(RECORDS FOR THIS TASK Opens)

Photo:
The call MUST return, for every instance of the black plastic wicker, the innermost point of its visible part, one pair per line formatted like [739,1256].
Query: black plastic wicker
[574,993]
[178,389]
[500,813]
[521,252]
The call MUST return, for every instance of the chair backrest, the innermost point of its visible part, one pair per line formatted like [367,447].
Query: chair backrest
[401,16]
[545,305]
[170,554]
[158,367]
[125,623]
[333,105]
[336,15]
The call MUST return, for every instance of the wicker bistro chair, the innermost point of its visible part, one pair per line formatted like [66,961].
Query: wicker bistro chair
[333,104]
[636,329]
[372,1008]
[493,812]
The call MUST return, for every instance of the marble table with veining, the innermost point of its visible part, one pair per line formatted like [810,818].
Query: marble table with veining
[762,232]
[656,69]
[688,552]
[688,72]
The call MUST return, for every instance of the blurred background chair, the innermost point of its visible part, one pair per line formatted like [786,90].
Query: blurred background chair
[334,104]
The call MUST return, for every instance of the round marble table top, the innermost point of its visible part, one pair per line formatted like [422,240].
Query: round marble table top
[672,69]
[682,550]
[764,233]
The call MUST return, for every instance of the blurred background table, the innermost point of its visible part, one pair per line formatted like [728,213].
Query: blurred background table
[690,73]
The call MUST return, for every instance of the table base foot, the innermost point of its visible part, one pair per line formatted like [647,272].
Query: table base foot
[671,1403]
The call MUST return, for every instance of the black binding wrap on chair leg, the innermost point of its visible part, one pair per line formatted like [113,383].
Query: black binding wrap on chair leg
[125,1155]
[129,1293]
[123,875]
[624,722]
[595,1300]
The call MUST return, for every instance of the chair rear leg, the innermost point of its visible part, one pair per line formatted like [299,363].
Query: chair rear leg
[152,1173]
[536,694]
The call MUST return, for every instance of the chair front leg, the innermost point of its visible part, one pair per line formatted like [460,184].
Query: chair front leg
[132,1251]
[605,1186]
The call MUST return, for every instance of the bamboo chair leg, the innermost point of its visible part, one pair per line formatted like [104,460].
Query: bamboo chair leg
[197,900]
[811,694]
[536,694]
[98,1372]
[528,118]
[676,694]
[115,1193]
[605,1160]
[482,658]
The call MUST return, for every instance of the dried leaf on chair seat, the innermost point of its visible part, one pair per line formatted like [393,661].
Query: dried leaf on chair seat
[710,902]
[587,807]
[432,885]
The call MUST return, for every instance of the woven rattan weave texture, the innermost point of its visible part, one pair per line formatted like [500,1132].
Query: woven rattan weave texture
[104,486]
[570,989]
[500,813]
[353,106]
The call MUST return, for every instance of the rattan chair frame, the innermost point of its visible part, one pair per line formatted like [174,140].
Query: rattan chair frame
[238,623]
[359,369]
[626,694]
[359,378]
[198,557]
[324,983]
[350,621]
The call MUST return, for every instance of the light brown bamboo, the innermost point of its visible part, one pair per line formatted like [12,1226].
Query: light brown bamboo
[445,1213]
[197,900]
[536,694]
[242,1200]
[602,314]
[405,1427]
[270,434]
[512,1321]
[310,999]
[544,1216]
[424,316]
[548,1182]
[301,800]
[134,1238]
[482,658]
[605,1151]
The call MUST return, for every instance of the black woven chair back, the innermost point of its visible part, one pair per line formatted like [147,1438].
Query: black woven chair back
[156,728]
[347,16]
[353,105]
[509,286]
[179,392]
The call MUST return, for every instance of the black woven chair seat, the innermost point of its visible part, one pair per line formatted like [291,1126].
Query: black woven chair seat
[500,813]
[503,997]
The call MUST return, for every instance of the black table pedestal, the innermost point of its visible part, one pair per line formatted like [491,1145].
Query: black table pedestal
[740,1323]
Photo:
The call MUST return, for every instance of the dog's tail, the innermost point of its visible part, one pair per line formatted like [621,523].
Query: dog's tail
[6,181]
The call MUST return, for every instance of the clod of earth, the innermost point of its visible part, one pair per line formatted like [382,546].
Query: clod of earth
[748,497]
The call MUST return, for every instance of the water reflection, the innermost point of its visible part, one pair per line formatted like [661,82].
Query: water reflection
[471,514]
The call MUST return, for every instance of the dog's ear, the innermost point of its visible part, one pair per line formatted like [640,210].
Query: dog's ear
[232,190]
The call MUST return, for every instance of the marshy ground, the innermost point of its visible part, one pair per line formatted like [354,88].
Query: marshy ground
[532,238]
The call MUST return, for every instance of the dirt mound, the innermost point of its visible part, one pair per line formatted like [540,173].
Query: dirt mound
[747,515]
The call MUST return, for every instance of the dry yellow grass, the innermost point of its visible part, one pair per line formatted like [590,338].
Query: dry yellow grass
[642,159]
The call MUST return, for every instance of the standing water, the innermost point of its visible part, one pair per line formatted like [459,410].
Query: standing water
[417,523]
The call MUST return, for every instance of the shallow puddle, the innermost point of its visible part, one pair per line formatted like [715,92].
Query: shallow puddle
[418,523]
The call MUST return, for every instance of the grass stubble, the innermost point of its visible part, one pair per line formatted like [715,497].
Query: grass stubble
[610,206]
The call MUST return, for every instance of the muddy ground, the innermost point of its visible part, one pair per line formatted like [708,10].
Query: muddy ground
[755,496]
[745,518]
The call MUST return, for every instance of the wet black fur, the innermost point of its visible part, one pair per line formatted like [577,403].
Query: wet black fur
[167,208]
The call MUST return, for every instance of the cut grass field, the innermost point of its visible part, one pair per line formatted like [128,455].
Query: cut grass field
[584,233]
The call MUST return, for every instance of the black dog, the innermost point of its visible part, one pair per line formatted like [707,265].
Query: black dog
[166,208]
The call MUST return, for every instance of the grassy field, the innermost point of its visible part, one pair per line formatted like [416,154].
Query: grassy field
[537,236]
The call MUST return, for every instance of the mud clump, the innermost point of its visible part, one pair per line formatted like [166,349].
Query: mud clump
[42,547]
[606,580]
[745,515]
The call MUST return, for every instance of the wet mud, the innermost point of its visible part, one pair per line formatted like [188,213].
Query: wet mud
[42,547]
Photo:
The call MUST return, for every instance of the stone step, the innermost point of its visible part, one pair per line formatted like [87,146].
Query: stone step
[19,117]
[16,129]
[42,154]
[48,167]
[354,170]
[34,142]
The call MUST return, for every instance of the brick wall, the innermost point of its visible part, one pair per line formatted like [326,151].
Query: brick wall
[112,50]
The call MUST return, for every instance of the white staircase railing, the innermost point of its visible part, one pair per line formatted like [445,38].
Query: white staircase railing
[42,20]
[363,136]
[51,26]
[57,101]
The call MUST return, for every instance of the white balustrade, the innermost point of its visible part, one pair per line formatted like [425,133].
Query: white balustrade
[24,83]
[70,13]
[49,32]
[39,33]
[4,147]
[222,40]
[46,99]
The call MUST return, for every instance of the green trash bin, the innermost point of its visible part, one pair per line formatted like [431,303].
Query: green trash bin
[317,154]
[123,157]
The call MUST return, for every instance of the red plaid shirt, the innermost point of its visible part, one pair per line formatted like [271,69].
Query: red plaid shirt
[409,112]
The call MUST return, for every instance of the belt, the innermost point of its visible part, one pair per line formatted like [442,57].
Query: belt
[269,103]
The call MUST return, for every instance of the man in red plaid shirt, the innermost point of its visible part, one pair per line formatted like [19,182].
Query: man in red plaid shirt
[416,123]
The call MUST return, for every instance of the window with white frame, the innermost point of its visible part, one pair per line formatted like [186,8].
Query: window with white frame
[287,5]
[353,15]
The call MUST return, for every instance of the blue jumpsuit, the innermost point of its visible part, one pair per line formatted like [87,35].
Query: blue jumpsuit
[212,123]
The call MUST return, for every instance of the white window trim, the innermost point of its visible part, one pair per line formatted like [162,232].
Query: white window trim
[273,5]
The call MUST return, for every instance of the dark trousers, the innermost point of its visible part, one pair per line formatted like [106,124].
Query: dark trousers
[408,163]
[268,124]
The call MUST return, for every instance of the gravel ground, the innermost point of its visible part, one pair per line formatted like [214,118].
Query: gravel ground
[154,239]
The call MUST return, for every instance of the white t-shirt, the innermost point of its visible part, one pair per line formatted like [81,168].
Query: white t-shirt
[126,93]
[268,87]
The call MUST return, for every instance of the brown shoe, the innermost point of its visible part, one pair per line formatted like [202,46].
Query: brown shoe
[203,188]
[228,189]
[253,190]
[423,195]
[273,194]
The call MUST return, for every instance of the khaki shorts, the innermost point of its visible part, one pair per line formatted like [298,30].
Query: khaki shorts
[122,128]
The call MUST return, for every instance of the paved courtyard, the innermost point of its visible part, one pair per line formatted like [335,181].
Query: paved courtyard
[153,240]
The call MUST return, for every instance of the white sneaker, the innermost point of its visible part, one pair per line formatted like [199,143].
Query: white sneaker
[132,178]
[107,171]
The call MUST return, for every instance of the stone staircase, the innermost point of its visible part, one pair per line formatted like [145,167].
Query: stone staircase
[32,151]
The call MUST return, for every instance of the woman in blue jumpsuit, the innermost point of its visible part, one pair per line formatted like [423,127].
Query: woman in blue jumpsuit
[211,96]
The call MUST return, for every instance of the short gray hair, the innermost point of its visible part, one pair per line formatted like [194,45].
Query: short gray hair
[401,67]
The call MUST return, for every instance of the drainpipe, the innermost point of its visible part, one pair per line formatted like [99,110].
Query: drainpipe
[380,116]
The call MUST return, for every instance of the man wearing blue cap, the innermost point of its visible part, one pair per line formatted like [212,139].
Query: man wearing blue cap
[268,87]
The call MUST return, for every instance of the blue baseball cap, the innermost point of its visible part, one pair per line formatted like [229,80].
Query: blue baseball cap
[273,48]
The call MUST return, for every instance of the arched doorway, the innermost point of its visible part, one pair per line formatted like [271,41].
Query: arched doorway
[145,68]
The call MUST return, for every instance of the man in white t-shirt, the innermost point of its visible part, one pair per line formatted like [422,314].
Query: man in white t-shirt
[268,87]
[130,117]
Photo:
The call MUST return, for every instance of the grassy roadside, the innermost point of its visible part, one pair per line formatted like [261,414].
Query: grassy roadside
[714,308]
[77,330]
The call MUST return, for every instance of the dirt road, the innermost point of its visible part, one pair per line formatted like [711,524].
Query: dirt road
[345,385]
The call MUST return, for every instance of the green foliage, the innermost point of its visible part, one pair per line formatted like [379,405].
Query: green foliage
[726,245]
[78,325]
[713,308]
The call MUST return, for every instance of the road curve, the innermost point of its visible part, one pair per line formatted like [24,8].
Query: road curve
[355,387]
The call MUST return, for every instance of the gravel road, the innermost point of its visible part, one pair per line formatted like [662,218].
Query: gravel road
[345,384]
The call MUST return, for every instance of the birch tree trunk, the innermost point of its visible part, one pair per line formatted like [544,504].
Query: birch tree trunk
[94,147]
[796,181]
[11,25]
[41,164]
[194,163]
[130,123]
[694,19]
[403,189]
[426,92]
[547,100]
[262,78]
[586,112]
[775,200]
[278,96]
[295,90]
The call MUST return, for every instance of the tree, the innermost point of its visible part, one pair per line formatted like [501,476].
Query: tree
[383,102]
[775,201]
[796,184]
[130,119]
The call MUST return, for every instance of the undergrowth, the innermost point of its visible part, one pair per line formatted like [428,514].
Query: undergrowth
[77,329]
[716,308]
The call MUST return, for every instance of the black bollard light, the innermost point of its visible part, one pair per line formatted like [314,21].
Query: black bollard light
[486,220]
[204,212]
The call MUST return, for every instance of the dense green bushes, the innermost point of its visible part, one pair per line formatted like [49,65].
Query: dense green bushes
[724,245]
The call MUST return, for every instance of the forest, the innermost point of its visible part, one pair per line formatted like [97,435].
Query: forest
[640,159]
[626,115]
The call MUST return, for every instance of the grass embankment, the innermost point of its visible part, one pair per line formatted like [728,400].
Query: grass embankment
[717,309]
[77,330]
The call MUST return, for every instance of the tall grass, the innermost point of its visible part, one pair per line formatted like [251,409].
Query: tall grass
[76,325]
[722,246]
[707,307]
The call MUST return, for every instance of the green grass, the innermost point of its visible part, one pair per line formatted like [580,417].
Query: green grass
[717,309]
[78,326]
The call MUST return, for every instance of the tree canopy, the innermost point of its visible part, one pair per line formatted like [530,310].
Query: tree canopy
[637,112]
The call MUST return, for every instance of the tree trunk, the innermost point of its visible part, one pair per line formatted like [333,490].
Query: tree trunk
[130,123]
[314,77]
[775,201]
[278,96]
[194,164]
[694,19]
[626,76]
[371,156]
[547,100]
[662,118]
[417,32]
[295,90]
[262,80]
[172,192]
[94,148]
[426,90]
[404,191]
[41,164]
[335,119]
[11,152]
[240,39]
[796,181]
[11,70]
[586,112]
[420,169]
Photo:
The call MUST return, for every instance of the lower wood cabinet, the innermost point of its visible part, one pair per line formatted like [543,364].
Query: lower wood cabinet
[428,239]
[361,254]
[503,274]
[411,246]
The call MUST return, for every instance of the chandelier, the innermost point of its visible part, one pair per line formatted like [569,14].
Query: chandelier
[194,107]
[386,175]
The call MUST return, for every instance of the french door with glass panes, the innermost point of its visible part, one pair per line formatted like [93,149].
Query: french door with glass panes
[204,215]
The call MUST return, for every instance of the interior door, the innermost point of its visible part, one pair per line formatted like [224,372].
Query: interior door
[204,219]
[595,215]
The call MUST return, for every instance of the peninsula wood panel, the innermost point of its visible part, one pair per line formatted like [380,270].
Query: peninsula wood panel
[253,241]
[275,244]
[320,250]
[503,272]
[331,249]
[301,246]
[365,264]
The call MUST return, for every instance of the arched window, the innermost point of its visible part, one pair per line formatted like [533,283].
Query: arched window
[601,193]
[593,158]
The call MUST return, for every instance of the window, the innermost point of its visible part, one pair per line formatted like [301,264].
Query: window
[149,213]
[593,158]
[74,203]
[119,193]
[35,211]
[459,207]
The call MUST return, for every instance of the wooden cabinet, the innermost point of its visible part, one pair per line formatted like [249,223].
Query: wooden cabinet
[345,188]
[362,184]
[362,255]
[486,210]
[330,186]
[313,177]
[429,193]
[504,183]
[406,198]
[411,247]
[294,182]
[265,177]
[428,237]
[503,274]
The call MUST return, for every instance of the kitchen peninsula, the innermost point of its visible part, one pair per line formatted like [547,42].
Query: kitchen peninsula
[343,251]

(RECORDS FOR THIS TASK Closes)

● TO DO: Taking the entries above, print exactly the lines starting at the line with "Query: chair rear leg" and ending at the line with "formatted like [147,1438].", both included.

● YOUR SOLUTION:
Query: chair rear leg
[152,1173]
[536,694]
The call MUST return, for every instance of the chair front leg, the innermost point of its visible part, one pair per line formatted like [460,184].
Query: chair front leg
[132,1251]
[605,1186]
The call MUST return, for every instance of the bamboo chair leg, the innermost point of its visible part, one pair per line formatted like [104,460].
Query: bamboo chair leg
[197,900]
[811,694]
[536,694]
[98,1372]
[528,118]
[676,694]
[115,1193]
[605,1160]
[482,658]
The call MUST return, for every instance of the dried leaf on chair seat, the innermost point of its visible part, one pair per line formatted like [393,661].
Query: dried leaf on chair seat
[710,902]
[587,807]
[432,885]
The call MUST return, for every instance of the woven rattan weave texture, the innermost point of its visible part, one pair per line formatted like [500,1132].
Query: woven rattan weave texture
[104,486]
[570,989]
[500,813]
[353,106]
The call MUST return, for every instance of the rattan chair frame, the innermost point of its visible part, one pair per line formatted like [174,140].
Query: rattan chair frame
[238,623]
[359,369]
[626,694]
[359,378]
[198,557]
[324,983]
[350,621]
The call MUST return, for every instance of the light brown bamboo, the innermost point of its visible part, one pair per line formatted like [12,1226].
Query: light brown bamboo
[445,1213]
[197,900]
[536,694]
[242,1200]
[602,314]
[405,1427]
[270,434]
[512,1321]
[310,999]
[544,1216]
[424,316]
[548,1182]
[301,800]
[134,1238]
[482,658]
[605,1151]
The call MUST return, for every instance of the black woven chair back, the innermost point of its visible part, one pair per line formatted like [147,1438].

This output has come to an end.